__The task__: Update the part of the listing that opens with the line containing "of the electric" and runs through the end of the listing, putting "fence" wherever "railing" appears and leaving everything else unchanged. Return only that part.

__The data__:
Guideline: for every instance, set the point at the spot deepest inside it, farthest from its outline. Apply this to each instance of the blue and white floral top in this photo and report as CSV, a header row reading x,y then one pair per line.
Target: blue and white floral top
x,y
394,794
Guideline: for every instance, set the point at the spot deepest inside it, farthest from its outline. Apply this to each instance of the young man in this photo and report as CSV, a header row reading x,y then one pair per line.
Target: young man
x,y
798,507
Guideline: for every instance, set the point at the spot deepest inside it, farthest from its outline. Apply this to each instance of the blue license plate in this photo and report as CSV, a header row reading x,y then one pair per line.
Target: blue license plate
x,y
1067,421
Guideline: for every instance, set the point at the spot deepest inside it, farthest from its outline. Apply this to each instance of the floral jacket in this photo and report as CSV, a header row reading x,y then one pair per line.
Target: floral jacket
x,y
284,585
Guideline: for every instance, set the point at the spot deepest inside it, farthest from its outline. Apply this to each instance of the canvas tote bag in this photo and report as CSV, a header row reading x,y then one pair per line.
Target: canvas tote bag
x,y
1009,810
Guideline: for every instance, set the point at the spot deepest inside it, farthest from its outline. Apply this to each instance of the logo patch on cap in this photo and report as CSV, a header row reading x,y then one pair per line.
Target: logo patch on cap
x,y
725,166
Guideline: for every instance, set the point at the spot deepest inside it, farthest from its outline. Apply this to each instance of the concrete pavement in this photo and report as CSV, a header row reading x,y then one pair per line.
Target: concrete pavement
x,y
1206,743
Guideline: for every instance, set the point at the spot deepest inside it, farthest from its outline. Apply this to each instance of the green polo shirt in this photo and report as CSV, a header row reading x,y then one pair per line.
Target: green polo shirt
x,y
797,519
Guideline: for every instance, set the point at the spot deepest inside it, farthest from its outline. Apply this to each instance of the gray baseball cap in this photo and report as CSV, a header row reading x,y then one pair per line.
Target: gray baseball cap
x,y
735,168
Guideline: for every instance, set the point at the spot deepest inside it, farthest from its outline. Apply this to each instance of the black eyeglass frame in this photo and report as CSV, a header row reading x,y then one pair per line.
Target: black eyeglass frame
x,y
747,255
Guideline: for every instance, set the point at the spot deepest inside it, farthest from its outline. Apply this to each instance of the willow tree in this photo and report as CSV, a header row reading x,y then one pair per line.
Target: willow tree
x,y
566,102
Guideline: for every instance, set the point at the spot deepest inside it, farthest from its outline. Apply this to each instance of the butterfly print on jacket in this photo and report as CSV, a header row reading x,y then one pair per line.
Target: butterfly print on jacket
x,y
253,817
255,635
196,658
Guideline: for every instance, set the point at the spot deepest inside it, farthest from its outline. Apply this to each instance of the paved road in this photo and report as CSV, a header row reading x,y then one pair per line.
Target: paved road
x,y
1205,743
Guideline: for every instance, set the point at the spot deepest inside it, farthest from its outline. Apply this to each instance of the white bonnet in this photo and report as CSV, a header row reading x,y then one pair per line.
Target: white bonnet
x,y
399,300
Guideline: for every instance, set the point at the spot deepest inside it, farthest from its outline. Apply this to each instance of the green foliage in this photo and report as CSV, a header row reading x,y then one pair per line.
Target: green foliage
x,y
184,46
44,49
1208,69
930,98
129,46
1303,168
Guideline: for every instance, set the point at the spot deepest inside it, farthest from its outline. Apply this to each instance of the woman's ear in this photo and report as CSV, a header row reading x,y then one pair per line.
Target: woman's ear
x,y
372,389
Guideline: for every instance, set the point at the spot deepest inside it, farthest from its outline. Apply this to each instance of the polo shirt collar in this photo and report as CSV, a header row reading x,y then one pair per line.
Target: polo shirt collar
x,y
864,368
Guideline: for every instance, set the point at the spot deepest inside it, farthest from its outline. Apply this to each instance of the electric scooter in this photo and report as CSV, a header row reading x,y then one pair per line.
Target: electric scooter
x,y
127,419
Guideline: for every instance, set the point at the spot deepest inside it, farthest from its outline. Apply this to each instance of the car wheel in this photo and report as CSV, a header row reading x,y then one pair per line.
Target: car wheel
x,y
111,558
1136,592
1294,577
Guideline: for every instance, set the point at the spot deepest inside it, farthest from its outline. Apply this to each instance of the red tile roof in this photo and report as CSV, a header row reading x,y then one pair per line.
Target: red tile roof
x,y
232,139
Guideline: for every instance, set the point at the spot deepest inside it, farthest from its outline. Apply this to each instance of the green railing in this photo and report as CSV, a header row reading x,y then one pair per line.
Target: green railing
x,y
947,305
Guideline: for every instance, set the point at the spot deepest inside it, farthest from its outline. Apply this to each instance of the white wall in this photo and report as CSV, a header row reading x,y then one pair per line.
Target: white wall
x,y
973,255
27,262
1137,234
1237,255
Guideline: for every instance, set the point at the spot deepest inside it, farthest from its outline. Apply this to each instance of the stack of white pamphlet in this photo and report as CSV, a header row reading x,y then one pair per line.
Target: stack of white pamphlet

__Task solution__:
Guideline: for every instance, set the point at the spot deepest inside it, farthest from its outline. Apply this to each instance of the electric scooter in this photo and report as CSV, a header row reading x,y then one pair per line.
Target: electric scooter
x,y
127,419
Guideline: for every instance, set the point at the spot deepest inside it, farthest from its outline. Apply this to each instance of the car wheel in this photo and report as CSV, a header row reading x,y then one pair per line.
Target: car wheel
x,y
111,558
1136,592
1294,577
Guideline: for every instance, set the point at the spot deepest inside it, farthest from its outline. Apply this to each instance of the red tile roof in this photo and report as CSV, a header row reading x,y then one pair per line.
Target: red tile roof
x,y
232,139
Guideline: for every instance, set the point at the spot deepest inside it, farthest from its outline. Apply this to each instance of the green fence in this photo and report as CSV, a header row reading x,y then one pair per line.
Target: green fence
x,y
947,305
Guideline: for every instance, set the point at the spot deepest inside it, farthest from its outline. Apply this to each instance of the white wall in this photo and report as CSV, a header row reading x,y then one pair per line.
Target: white wall
x,y
973,255
27,262
1137,234
1237,255
Guideline: for every instance, set the point at the spot deepest inside it, farthest from its outline. Apply this to each instance of the stack of white pamphlet in this photo and report as CSV, a header row reading x,y then one pair per line.
Target: stack of white pamphlet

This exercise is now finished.